--- Tasks to carry out ---
A) In the sentiment analysis post, list every attribute given on each entity in the sample metadata.
B) Duplicate everything in the sentiment analysis post from "Sentiment analysis tries" down to "the score part.".
══ Passage shown ══
We’ve been thinking about new features for Nature.com Blogs recently, after spending a lot of time on the back end doing boring yet vital things like enabling trackbacks for journal articles on nature.com.
One particularly cool new feature (potentially) is sentiment analysis. Nature.com Blogs already performs entity extraction, pulling out all of the names, places and things mentioned in each blog post. We use this to cluster posts about the same topic together in the “stories” section.
Sentiment analysis tries to give emotional context to entities. For example, if I blog:
“I love Biology. It rules, Physics drools”
and Nature.com Blog processes my post then it might store the following metadata alongside it:
<entities> <entity name="Biology" emotion="Positive" score="0.6" /> <entity name="Physics" emotion="Negative" score="0.3" /> </entities>
… here “Biology” and “Physics” are the entities; each has an emotion associated with it in the text. There are more positive emotions associated with “biology” than there are negative emotions associated with “physics” – that’s the score part.
═══
══ Provided material ══
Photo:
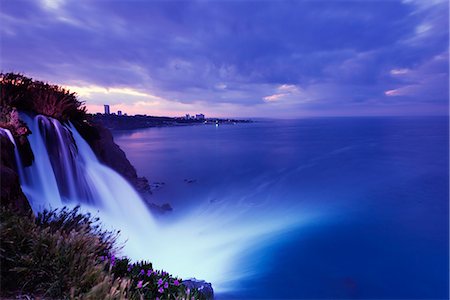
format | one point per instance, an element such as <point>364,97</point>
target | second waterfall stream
<point>211,243</point>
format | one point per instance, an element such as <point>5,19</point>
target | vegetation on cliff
<point>66,254</point>
<point>25,94</point>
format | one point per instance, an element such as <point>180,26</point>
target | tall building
<point>107,109</point>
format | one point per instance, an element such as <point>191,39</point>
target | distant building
<point>107,109</point>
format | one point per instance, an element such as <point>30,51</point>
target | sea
<point>335,208</point>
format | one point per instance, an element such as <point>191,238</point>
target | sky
<point>236,58</point>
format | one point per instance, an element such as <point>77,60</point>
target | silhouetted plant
<point>26,94</point>
<point>66,254</point>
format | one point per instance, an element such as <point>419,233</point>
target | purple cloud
<point>233,57</point>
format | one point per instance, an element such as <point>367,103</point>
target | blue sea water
<point>379,188</point>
═══
--- Results in order ---
A) name, emotion, score

B)
Sentiment analysis tries to give emotional context to entities. For example, if I blog:
“I love Biology. It rules, Physics drools”
and Nature.com Blog processes my post then it might store the following metadata alongside it:
<entities> <entity name="Biology" emotion="Positive" score="0.6" /> <entity name="Physics" emotion="Negative" score="0.3" /> </entities>
… here “Biology” and “Physics” are the entities; each has an emotion associated with it in the text. There are more positive emotions associated with “biology” than there are negative emotions associated with “physics” – that’s the score part.